» YOUR INSTRUCTIONS
Please duplicate everything in the Ultra Maxi-Duty caster text below from "Tuesday, February 28, 2017" down to "generation of products.", keeping every word and mark unchanged.

» PROVIDED TEXT
##########
Tuesday, February 28, 2017 9:42 AM  RssIcon

Sure, a picture says a thousand words. But guess what’s even better? A thousand pounds—and we’ve got the pics to prove it. Take a look at this recent order for our Ultra Maxi-Duty (UMD) Casters, which a leading aerospace supplier will be using on stands to support their next generation of products.

With a load rating of up to 40,000 pounds per caster, UMDs represent the highest capacity production caster series on the market today. Each of these wheels is 22” in diameter, and the mounting plate alone is an immense 14” x 14” and 1” thick.

These Ultra Maxi-Duty Casters have a load rating of 35,000 lbs. per caster.

With UMDs, there’s no need to custom order a special caster—this comprehensive series comes “build-ready.” Moving colossal loads that formerly required six or eight casters can be accomplished with four, simplifying designs and lowering maintenance costs. In addition to aerospace manufacturers, UMDs are perfect for defense contractors, ship builders and anywhere you’re toting uber heavy equipment.
##########
» RECORDS SHOWN
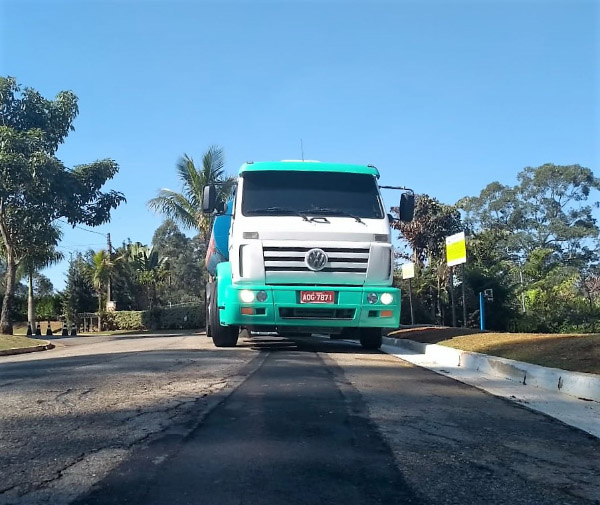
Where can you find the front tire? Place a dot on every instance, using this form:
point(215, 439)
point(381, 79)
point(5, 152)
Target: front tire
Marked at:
point(370, 338)
point(223, 336)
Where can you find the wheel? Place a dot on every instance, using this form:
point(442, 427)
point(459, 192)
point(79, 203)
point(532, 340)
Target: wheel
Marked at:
point(370, 338)
point(223, 336)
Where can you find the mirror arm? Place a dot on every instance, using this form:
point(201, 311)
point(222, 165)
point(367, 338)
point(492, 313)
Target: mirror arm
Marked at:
point(402, 188)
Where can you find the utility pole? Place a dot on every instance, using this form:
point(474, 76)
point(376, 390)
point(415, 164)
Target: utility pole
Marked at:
point(108, 288)
point(462, 267)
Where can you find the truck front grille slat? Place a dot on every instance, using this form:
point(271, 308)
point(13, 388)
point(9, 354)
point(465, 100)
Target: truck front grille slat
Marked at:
point(328, 250)
point(340, 259)
point(315, 313)
point(304, 269)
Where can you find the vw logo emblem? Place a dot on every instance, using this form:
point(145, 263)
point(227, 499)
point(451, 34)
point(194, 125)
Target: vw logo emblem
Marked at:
point(316, 259)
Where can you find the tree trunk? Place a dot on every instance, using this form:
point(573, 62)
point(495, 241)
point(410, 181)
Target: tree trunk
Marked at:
point(5, 319)
point(31, 303)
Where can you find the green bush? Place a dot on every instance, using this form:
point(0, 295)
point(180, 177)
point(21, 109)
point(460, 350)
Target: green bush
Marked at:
point(159, 318)
point(126, 320)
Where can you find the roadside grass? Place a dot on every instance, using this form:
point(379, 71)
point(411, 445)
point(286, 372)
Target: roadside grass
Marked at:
point(574, 352)
point(18, 342)
point(20, 328)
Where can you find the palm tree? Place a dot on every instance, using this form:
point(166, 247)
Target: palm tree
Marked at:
point(186, 207)
point(150, 268)
point(101, 269)
point(41, 253)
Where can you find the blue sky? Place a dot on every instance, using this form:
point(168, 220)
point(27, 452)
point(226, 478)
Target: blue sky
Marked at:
point(442, 96)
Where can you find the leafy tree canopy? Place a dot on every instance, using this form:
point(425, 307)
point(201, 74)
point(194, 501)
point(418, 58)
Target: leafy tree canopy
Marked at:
point(36, 188)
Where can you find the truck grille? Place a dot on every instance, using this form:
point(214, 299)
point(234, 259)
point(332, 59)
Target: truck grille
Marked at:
point(315, 313)
point(340, 259)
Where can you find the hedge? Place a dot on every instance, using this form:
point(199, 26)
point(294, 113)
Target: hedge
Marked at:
point(159, 318)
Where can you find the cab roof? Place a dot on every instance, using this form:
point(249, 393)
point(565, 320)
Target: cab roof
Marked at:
point(308, 166)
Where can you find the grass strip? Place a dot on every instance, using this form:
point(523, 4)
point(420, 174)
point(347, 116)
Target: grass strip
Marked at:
point(574, 352)
point(18, 342)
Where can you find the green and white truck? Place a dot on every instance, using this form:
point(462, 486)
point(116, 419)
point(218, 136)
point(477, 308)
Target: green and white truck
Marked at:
point(302, 247)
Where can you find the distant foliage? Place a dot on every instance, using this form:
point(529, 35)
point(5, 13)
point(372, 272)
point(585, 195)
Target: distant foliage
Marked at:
point(535, 244)
point(160, 318)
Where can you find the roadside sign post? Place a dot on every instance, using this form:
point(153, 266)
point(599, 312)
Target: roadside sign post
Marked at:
point(456, 254)
point(452, 297)
point(487, 294)
point(462, 270)
point(481, 312)
point(408, 272)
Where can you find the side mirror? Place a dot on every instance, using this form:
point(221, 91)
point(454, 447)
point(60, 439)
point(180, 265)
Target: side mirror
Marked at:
point(209, 199)
point(221, 207)
point(407, 207)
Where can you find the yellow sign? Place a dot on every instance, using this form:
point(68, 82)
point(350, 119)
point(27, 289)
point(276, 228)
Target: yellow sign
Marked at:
##########
» REPLY
Tuesday, February 28, 2017 9:42 AM  RssIcon

Sure, a picture says a thousand words. But guess what’s even better? A thousand pounds—and we’ve got the pics to prove it. Take a look at this recent order for our Ultra Maxi-Duty (UMD) Casters, which a leading aerospace supplier will be using on stands to support their next generation of products.